=== Goal ===
Count the lines of the data that contain the word "plastic" and give only that number.

○ ○ ○ ○ ○ ○ ○

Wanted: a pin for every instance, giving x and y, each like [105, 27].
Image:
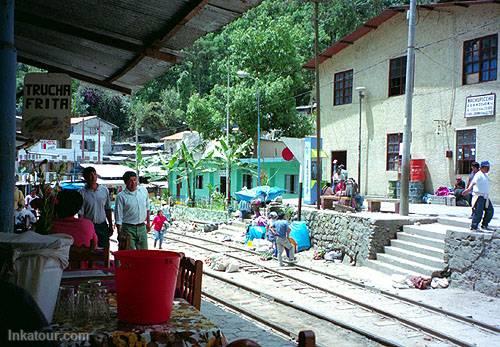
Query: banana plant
[229, 156]
[189, 163]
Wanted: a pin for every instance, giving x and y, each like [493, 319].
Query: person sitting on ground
[245, 209]
[159, 227]
[281, 230]
[340, 188]
[24, 219]
[327, 189]
[81, 229]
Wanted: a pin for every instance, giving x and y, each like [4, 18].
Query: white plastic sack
[38, 262]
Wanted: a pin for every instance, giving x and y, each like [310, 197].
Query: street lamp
[361, 93]
[244, 74]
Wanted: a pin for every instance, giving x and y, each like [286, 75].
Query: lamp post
[228, 184]
[244, 74]
[361, 93]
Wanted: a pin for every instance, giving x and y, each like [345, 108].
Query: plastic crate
[437, 200]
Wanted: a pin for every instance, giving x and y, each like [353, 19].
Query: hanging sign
[48, 145]
[480, 105]
[47, 106]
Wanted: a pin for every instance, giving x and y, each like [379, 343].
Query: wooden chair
[79, 255]
[188, 284]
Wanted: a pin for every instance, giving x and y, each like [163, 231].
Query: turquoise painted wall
[275, 169]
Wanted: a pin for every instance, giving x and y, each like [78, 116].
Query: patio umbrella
[72, 185]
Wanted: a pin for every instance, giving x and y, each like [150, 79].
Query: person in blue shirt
[281, 230]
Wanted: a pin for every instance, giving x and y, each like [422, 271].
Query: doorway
[341, 157]
[178, 187]
[223, 185]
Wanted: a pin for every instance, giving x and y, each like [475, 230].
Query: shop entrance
[341, 157]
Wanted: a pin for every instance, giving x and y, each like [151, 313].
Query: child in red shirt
[158, 226]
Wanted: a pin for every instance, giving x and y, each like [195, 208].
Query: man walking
[481, 203]
[281, 230]
[131, 210]
[97, 206]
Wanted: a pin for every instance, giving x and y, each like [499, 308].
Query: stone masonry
[474, 260]
[359, 236]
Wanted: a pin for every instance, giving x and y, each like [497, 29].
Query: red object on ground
[145, 285]
[417, 170]
[287, 154]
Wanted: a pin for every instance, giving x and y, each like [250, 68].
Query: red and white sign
[48, 145]
[287, 154]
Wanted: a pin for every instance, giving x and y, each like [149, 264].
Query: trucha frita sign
[480, 105]
[47, 106]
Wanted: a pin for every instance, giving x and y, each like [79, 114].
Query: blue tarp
[266, 193]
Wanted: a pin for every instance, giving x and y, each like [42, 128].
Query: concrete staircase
[418, 250]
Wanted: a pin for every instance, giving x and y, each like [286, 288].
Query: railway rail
[377, 315]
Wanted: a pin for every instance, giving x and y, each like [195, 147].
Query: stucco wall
[474, 261]
[439, 95]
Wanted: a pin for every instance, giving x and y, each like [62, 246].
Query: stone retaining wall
[360, 235]
[474, 261]
[199, 214]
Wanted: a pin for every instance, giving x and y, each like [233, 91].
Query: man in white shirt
[96, 206]
[481, 203]
[131, 211]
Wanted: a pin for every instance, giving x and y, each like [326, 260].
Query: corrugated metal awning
[117, 44]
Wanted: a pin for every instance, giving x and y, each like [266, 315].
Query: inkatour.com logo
[22, 335]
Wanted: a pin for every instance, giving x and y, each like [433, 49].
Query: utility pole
[410, 75]
[318, 106]
[136, 147]
[228, 183]
[7, 115]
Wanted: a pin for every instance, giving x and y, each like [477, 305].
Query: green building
[275, 171]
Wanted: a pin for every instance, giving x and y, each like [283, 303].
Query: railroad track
[380, 316]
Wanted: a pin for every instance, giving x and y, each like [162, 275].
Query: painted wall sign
[480, 105]
[48, 145]
[47, 106]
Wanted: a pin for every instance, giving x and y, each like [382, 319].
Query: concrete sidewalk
[425, 210]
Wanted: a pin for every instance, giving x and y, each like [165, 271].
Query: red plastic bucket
[417, 170]
[145, 285]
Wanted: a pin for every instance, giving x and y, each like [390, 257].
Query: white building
[96, 140]
[454, 103]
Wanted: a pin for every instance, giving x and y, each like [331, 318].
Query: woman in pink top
[81, 229]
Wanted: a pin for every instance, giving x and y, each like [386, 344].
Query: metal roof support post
[7, 115]
[410, 74]
[318, 107]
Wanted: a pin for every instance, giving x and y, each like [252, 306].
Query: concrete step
[455, 222]
[416, 257]
[425, 241]
[390, 269]
[421, 249]
[406, 264]
[433, 231]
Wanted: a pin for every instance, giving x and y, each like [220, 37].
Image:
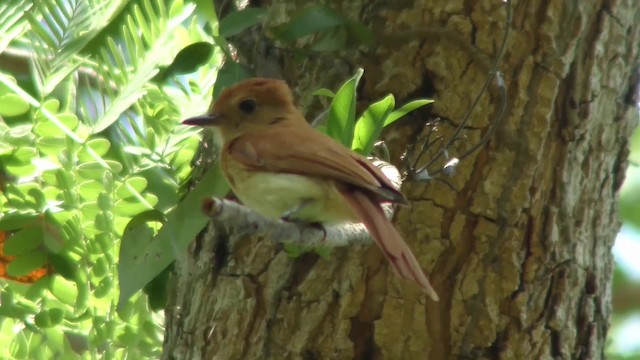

○ ○ ○ ○ ○ ○ ○

=== Final result ===
3